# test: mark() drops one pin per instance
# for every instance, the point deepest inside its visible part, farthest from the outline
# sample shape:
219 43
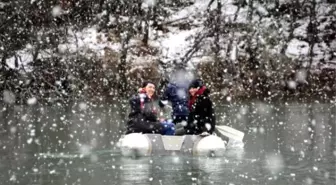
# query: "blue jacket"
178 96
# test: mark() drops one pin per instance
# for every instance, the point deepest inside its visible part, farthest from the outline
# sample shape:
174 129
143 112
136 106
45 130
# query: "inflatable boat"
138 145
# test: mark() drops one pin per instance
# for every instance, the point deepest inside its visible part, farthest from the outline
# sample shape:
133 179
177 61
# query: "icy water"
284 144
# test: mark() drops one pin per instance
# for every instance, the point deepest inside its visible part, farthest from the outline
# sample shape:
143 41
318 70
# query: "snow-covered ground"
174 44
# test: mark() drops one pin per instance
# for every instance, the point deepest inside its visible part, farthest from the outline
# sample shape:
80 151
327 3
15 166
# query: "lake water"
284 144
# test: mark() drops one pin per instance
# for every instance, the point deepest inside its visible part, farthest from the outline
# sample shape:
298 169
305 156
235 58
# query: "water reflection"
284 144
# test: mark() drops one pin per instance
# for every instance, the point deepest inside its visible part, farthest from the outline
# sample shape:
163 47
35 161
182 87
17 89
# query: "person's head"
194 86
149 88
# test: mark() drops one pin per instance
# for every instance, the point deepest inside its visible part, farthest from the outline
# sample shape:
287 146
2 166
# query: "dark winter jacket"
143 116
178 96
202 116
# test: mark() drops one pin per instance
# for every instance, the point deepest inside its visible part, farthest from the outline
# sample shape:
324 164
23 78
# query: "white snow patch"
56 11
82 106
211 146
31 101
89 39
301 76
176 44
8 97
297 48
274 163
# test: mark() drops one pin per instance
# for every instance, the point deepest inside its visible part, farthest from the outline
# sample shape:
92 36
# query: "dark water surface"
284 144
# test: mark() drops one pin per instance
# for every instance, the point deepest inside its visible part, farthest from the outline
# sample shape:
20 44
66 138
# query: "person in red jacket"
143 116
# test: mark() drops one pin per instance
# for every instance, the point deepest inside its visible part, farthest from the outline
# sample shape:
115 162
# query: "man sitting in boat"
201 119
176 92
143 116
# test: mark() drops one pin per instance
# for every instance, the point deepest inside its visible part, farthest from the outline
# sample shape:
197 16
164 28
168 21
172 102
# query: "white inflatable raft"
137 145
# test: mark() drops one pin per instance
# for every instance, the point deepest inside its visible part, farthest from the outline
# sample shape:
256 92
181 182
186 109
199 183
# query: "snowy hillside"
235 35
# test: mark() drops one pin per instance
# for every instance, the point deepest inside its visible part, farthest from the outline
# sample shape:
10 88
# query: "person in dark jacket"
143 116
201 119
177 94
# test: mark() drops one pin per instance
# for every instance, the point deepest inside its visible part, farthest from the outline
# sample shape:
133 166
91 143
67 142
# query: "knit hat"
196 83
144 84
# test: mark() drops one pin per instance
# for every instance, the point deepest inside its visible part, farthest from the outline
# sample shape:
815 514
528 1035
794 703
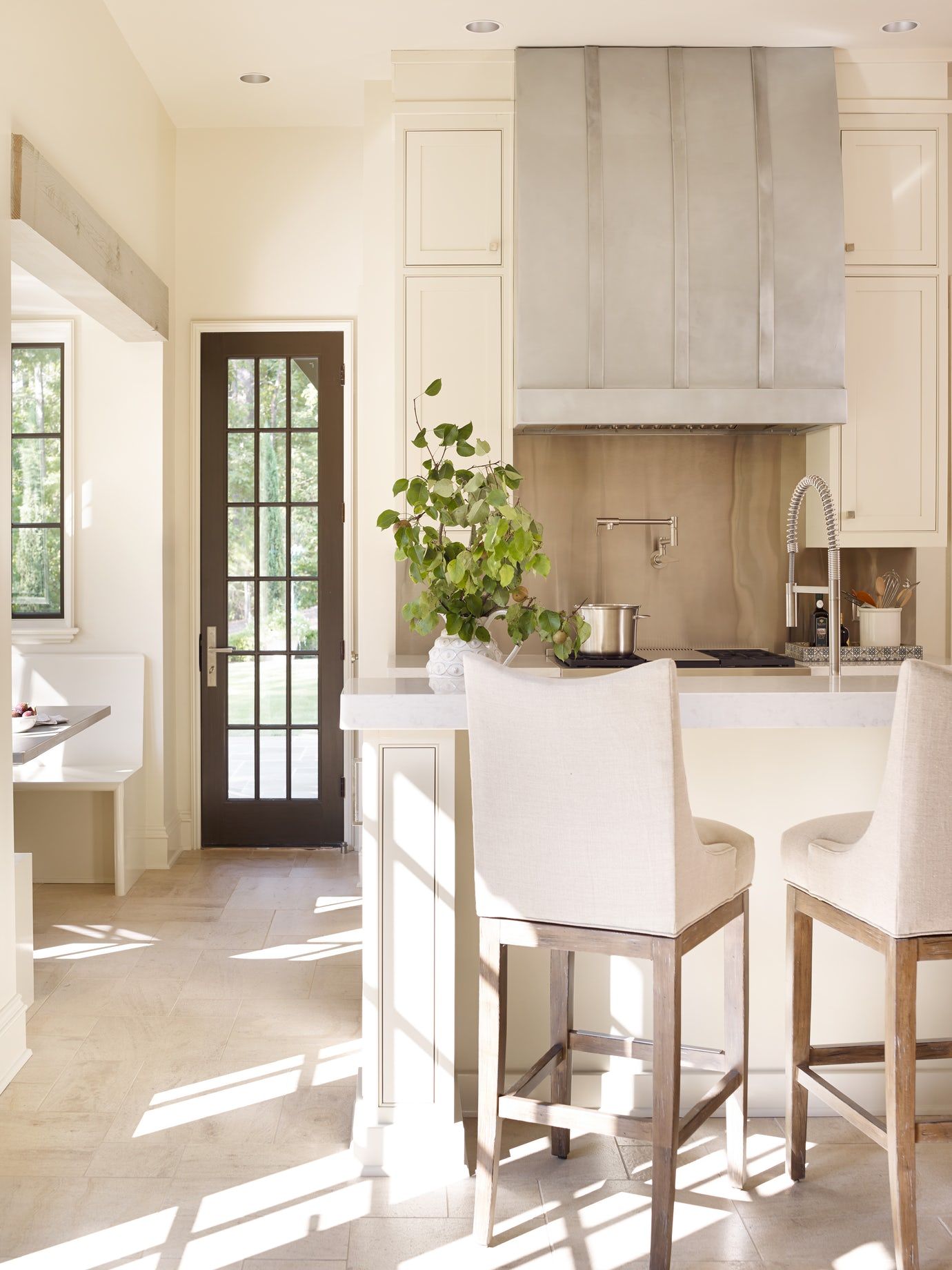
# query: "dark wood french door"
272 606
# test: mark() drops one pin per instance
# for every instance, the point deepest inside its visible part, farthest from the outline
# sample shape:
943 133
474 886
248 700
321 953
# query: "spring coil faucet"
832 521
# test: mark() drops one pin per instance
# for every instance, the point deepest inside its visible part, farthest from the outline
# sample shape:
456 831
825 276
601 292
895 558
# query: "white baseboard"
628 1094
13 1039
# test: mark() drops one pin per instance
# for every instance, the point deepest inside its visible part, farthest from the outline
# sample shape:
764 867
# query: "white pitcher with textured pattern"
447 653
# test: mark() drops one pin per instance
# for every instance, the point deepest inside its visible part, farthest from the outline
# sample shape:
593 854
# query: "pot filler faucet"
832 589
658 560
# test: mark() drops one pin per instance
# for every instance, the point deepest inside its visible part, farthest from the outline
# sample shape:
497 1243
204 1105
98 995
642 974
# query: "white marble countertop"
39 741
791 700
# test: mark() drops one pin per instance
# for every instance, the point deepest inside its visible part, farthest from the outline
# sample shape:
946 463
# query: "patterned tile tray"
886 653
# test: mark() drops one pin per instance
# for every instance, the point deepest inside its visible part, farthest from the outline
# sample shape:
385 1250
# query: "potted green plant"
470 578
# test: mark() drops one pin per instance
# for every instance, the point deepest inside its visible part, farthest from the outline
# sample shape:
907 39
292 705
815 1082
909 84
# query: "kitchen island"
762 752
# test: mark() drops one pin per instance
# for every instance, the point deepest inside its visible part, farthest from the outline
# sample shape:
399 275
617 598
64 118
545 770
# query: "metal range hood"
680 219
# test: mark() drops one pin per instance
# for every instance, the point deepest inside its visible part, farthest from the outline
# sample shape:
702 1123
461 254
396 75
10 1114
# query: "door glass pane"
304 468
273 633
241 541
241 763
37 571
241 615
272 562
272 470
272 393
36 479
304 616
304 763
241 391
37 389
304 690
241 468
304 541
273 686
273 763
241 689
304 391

····················

### Set problem
Transcribe the records verbatim and omit the images.

### Task output
# test: mark() drops one pin per instance
# for every instance, the point deepest inside its visible part, farthest from the outline
# sample shape:
219 43
# query: "blue jacket"
178 96
# test: mark() drops one pin per instance
# for every instance, the point deepest inside its visible part, farthest from the outline
# sample shape:
174 129
143 112
136 106
45 130
# query: "inflatable boat"
138 145
# test: mark() drops one pin per instance
# for every instance, the point deepest inside its visible part, farthest from the outline
# sample shape:
133 179
177 61
# query: "icy water"
284 144
# test: mark() drops one pin per instance
# for every instance, the point deepest inside its visible part, farthest from the outline
# sample shape:
143 41
318 70
# query: "snow-covered ground"
174 44
# test: mark() drops one pin per instance
# for every instance, the point deepest inside its visible part, farthest from the outline
# sample shape:
80 151
327 3
15 166
# query: "lake water"
284 144
# test: mark() drops one pin per instance
# for every instance, the point deepest inside its visible part, farthest from the outline
# sample shape:
298 169
305 156
235 58
# query: "water reflection"
284 144
# test: mark() drops one pin per instance
# for every instance, the point deepest inside its visible part, farthest from the outline
# sample shape:
163 47
35 161
182 87
17 89
# query: "person's head"
194 86
149 88
# test: mark() drops one pin per instance
# for every instance, the point deepest inside its visible part, farthest from the outline
# sample shape:
287 146
2 166
# query: "dark winter jacket"
143 116
178 96
202 116
# test: mark() drops one pin per instance
# for every instance, the point deepest inside its visible part, farthest from the outline
# sample shape:
324 164
23 78
# query: "white snow patch"
56 11
82 106
211 146
31 101
89 39
301 76
176 44
8 97
297 48
274 163
# test: mark() drops one pin per instance
# for every instance, the point deepest inside its visible part, farthest from the outline
# sample shape:
92 36
# query: "dark water surface"
284 144
# test: mark() drops one pin per instance
# for every instance, the point deepest inside its visible part, farthest from the outline
# sample shape:
20 44
66 138
# query: "person in red jacket"
143 116
# test: mark() drops one pin per instance
# for every instance, the point deepest inside its visible part, farthest from the outline
# sample shape:
115 162
# query: "man sitting in boat"
201 119
176 92
143 116
# test: mark() drops one pin per instance
# for every instance, the point deepest inside its visible part, farthest from the outline
# sample shape:
197 16
164 28
168 21
172 102
# query: "white inflatable raft"
137 145
# test: mark() drops one pin per instance
# for every instance, the point deepest inside its visible part, farthest from the outline
# sample shape:
256 92
181 182
186 109
199 183
# query: "snowy hillside"
235 35
# test: mark() drops one pin per instance
# for every instance, the point deepest inside its visible part, farthest from the outline
# sample shape:
10 88
# query: "person in dark jacket"
143 116
201 119
177 94
# test: mark() drops one pin per instance
# for every instance, the point deepest inside its visible part, farthest from the outline
# sample shape:
133 166
91 143
67 142
# query: "knit hat"
196 83
144 84
# test: mark() drops one pin per instance
# for every instance, the point deepest inside its visible part, farthest from the outline
# sample shape:
815 514
528 1035
794 703
# query: "dark wood french door"
272 606
# test: mark() drops one pin per instance
# for every instance, the point deepest inside its visible part, farthest from the outline
# sample shape:
943 133
474 886
248 700
321 953
# query: "spring coil faucet"
832 521
# test: mark() drops one pin per instance
# for every instance, the point deepest inside its visible part, farthest from the outline
# sample shape:
456 831
825 276
601 292
895 558
# query: "white baseboard"
628 1094
13 1039
# test: mark() drops one pin per instance
# for every instance, the point deepest inside its visible part, farthest from the outline
# sample shape:
764 867
# query: "white pitcher with textured pattern"
447 653
# test: mark() drops one pin per instance
# for every instance, the point deepest inside its visible part, farthest from the outline
# sample shape:
593 854
# query: "pot filler faucet"
832 589
658 560
# test: mark() drops one pin per instance
# for every instance, the point deepest inside its visible part, farthest from the outline
# sample shape:
497 1243
204 1105
98 995
642 974
# query: "white marble countertop"
39 741
791 700
# test: mark() drops one pin per instance
# for every instance, the point deepest inside its visible part, farthest from the outline
# sample shape:
946 463
# query: "patterned tile tray"
886 653
# test: mark() drops one pin per instance
# for every instance, the point deepest inside its visible part, farthest from the outline
# sample shape:
385 1250
# query: "potted green plant"
470 578
# test: mark() drops one pin per instance
# for every instance, the point deepest inside its visible part, farthest from the outline
# sample shape:
907 39
292 705
815 1082
909 84
# query: "kitchen island"
762 752
# test: mark() drops one pin per instance
# for every instance, the point deepest inside its visible part, farthest from the outline
# sample shape:
399 275
617 598
64 118
545 770
# query: "metal range hood"
680 219
# test: mark() drops one pin per instance
# for every instance, the point deepest inside its visible part, farthest from the outline
# sample shape:
702 1123
461 254
396 75
10 1114
# query: "door glass pane"
304 468
273 633
241 541
241 763
37 571
241 615
272 562
272 470
272 393
36 479
304 616
304 763
241 391
37 389
304 690
241 468
304 541
273 686
273 763
241 689
304 391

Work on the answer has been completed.